**Exercise aim**
No pictures go into the copy. Write out every line below exactly.

Data shown: Begin

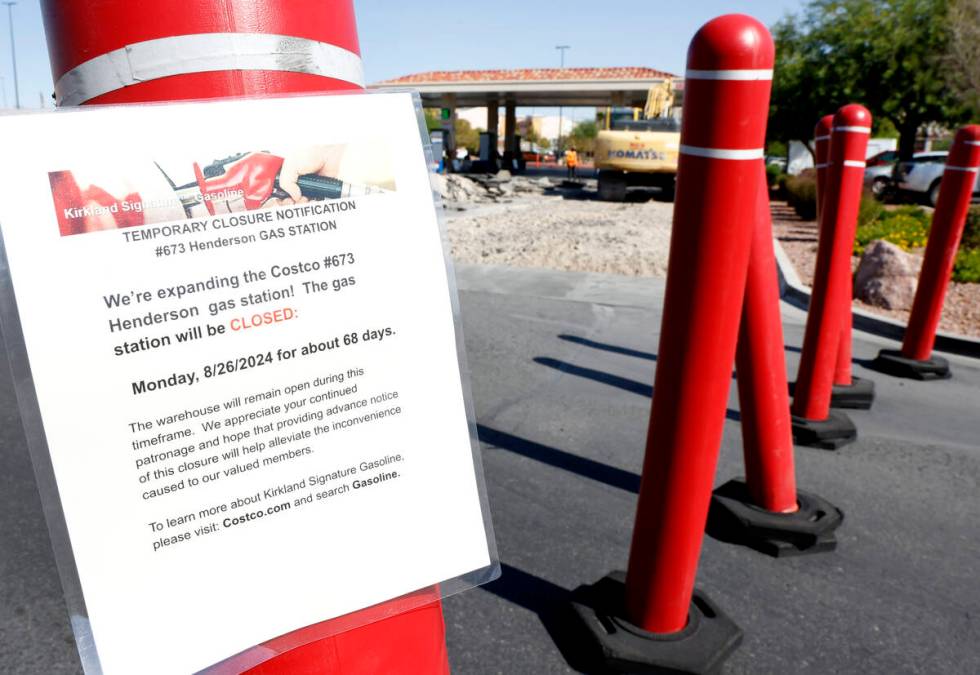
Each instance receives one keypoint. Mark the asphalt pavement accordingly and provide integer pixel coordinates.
(562, 369)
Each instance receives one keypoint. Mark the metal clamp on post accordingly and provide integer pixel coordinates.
(655, 621)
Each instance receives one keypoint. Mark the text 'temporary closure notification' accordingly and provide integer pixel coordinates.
(244, 353)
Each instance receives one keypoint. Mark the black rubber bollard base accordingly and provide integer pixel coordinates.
(700, 648)
(829, 434)
(858, 395)
(892, 362)
(735, 518)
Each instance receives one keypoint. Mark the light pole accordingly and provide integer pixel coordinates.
(13, 51)
(561, 49)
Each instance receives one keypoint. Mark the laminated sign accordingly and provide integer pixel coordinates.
(235, 339)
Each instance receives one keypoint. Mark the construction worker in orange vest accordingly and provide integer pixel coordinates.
(571, 161)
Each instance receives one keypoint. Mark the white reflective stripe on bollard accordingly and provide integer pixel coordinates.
(722, 153)
(747, 75)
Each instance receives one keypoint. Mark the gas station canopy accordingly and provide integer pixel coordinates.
(600, 87)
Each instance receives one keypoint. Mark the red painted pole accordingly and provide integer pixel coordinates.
(948, 221)
(118, 51)
(842, 371)
(825, 319)
(821, 151)
(767, 435)
(727, 86)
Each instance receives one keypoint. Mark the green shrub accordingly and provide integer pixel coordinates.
(966, 268)
(801, 193)
(971, 231)
(773, 172)
(906, 227)
(870, 209)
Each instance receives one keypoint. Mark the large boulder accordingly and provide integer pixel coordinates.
(886, 276)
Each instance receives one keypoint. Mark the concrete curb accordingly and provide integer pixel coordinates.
(792, 290)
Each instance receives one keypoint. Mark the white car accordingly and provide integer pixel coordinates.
(922, 175)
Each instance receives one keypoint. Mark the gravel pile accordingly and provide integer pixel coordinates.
(570, 232)
(458, 191)
(961, 311)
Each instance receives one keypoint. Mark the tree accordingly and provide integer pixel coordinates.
(889, 55)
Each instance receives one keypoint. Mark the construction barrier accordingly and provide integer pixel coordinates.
(848, 391)
(727, 87)
(765, 511)
(116, 51)
(915, 360)
(814, 424)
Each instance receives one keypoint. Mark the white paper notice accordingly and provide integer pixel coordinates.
(240, 328)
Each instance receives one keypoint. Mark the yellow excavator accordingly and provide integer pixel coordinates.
(639, 147)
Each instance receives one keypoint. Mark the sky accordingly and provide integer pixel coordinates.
(400, 38)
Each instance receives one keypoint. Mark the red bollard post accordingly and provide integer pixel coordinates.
(848, 391)
(728, 81)
(915, 360)
(198, 50)
(821, 151)
(765, 511)
(760, 366)
(814, 424)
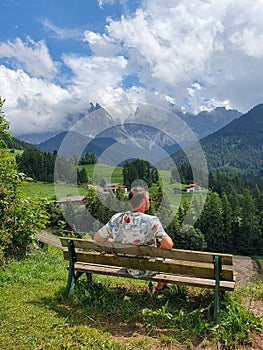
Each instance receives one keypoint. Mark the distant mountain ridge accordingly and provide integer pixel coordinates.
(237, 147)
(202, 124)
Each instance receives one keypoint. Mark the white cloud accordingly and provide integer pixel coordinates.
(60, 33)
(101, 45)
(33, 105)
(199, 53)
(32, 56)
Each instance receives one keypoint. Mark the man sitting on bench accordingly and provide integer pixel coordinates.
(136, 227)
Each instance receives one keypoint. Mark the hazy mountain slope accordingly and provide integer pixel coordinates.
(236, 147)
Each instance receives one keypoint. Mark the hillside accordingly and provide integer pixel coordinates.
(14, 143)
(236, 147)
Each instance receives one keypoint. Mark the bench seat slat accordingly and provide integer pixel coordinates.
(194, 269)
(184, 280)
(175, 254)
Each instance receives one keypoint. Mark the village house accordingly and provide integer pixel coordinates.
(75, 200)
(113, 187)
(192, 188)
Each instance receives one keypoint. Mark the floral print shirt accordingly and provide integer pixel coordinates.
(134, 228)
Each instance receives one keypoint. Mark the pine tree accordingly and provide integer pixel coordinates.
(210, 222)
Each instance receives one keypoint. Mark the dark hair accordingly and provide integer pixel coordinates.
(136, 195)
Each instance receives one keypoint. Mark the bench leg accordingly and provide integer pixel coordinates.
(72, 277)
(217, 271)
(89, 277)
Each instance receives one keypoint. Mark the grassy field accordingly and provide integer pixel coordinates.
(111, 313)
(110, 175)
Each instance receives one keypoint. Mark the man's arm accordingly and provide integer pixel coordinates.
(98, 238)
(166, 243)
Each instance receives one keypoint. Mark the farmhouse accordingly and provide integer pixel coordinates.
(113, 187)
(192, 188)
(75, 200)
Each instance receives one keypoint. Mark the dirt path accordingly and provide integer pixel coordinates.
(247, 270)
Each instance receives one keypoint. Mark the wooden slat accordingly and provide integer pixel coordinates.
(184, 280)
(189, 268)
(175, 254)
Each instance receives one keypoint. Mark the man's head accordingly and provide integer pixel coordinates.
(139, 199)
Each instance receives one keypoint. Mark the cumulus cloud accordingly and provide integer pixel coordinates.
(198, 54)
(60, 33)
(33, 57)
(33, 105)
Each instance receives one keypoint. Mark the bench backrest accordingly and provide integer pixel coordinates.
(175, 261)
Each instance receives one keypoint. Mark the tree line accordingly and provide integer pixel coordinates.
(40, 166)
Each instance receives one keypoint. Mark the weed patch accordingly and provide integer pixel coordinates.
(111, 313)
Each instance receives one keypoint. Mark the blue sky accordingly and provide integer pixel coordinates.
(58, 56)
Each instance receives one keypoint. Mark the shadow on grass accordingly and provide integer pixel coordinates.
(124, 311)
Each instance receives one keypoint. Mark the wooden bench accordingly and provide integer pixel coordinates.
(192, 268)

Data shown: End

**Result below**
Each instance receives one keypoint. Mark the asphalt pavement accordingly and provide integer pixel coordinates.
(562, 369)
Each instance receives one keypoint. Mark the metal clamp on post accordingly and provide integer pixel coordinates.
(655, 621)
Each instance receives one keypoint. Mark the text 'temporary closure notification' accordingly and provide integer pixel coordinates.
(244, 353)
Each instance receives one keypoint. Mark the black rubber bollard base accordingly and provide integer pixel coordinates.
(700, 648)
(829, 434)
(858, 395)
(892, 362)
(735, 518)
Each instance receives one keypoint. Mark the light pole accordingly and provide integer pixel coordinates.
(13, 51)
(561, 49)
Each instance receives one keypoint. Mark the laminated sign accordingly and provide integer pixel coordinates.
(235, 339)
Each instance receives one keypoint. Mark the construction worker in orange vest accordingly and provide integer pixel coordinates.
(571, 161)
Each instance receives one keypoint. Mark the white reflective stripe on bollard accordingly and provide integer pixel coordinates.
(722, 153)
(747, 75)
Each instance receives one keypoint. Mark the gas station canopy accordingly and provide integer pixel coordinates.
(600, 87)
Each instance receives one keypoint. Mark the red painted pole accordingly and provide integer pixel coordinates.
(948, 221)
(118, 51)
(842, 371)
(825, 319)
(821, 151)
(767, 435)
(727, 86)
Each instance receives one keypoint. Mark the green shrub accordingly and provide integer pixel coordinates.
(966, 268)
(801, 193)
(971, 231)
(773, 172)
(906, 227)
(870, 209)
Each instance receives one keypoint. Mark the large boulder accordingly and provide integer pixel coordinates.
(886, 276)
Each instance receives one keypoint. Mark the concrete curb accordingly and provide integer pixel coordinates.
(792, 290)
Each instance receives one keypoint. Mark the white car accordingly and provide integer pixel coordinates.
(922, 175)
Each instance receives one keypoint. Mark the gravel pile accordingly and provide integer pixel coordinates.
(570, 232)
(458, 191)
(961, 311)
Each instance receives one keypoint. Mark the tree accordingly and provide integer pixel coordinates.
(889, 55)
Each instance receives one keypoint. Mark the construction barrier accordingly and provide integer pixel coordinates.
(848, 391)
(727, 87)
(765, 511)
(116, 51)
(915, 360)
(814, 424)
Each instance receives one keypoint. Mark the white paper notice accordingly and provide integer pixel coordinates.
(240, 328)
Each instance receives one keypoint. Mark the yellow excavator accordingly and provide integer pixel coordinates.
(639, 147)
Each instance receives one keypoint. Mark the sky accordingly and provide integer pixel coordinates.
(400, 38)
Each instance receives one keypoint. Mark the red bollard post accordingly and provide integer pixel coordinates.
(848, 391)
(728, 81)
(915, 360)
(198, 50)
(821, 151)
(765, 511)
(760, 366)
(814, 424)
Each instance receives one keypoint. Mark the distant mountain ridge accordingly and provide integer pixel coordinates.
(237, 147)
(202, 124)
Each instance receives one keypoint. Mark the white cloud accordingly and provide integer pixel coordinates.
(60, 33)
(101, 45)
(33, 105)
(199, 53)
(32, 56)
Each instance receives one keypoint. Mark the man sitting on bench accordingly and provide integer pixel coordinates.
(136, 227)
Each instance receives one keypoint. Mark the hazy mountain slope accordingly and provide integer pixel coordinates.
(236, 147)
Each instance receives one keypoint. Mark the hillside accordingly and provide integer pixel coordinates.
(14, 143)
(236, 147)
Each instance receives one keypoint. Mark the bench seat slat accordingly and provide integer pixel coordinates.
(194, 269)
(184, 280)
(175, 254)
Each instance receives one keypoint. Mark the village house accordingly and provide integer pixel coordinates.
(75, 200)
(113, 187)
(192, 188)
Each instance receives one keypoint. Mark the floral print shirt accordingly and provide integer pixel coordinates.
(134, 228)
Each instance receives one keypoint. Mark the pine tree accordingly and provide integer pixel coordinates.
(210, 222)
Each instance receives one keypoint. Mark the dark hair accordingly and provide integer pixel coordinates.
(136, 195)
Each instance receives one keypoint. Mark the bench leg accordingly and provide integer pixel coordinates.
(72, 277)
(217, 271)
(89, 277)
Each instance receives one keypoint. Mark the grassy field accordingly and provide integer pixel coordinates.
(111, 313)
(110, 175)
Each instance receives one keypoint. Mark the man's arm accordingly and provide integer pixel coordinates.
(98, 238)
(166, 243)
Each instance receives one keypoint. Mark the farmhouse accordingly and provide integer pixel coordinates.
(113, 187)
(192, 188)
(75, 200)
Each instance receives one keypoint. Mark the dirt path accordingly and provide integer pixel coordinates.
(247, 270)
Each instance receives one keypoint. Mark the wooden slat accordingly and provide integer pixel coordinates.
(184, 280)
(189, 268)
(175, 254)
Each instance receives one keypoint. Mark the man's head accordingly and provide integer pixel coordinates.
(139, 199)
Each instance receives one keypoint. Mark the cumulus cloud accordingly and provide integer pixel coordinates.
(198, 54)
(60, 33)
(33, 57)
(33, 105)
Each instance receives one keypoint. Mark the bench backrest accordingly and provide integer pixel coordinates.
(175, 261)
Each instance receives one keypoint. Mark the tree line accordingly and provide integer pixel coordinates.
(40, 166)
Each instance receives one keypoint. Mark the weed patch accordingly and provide integer pixel coordinates.
(111, 313)
Each instance receives one keypoint. Mark the blue sky accordingly and provide integer pixel coordinates.
(58, 56)
Each instance receives one keypoint. Mark the shadow on grass accordingly and provide integer pixel coordinates.
(124, 311)
Each instance receives one keypoint. Mark the wooden bench accordingly and provide integer pixel coordinates.
(192, 268)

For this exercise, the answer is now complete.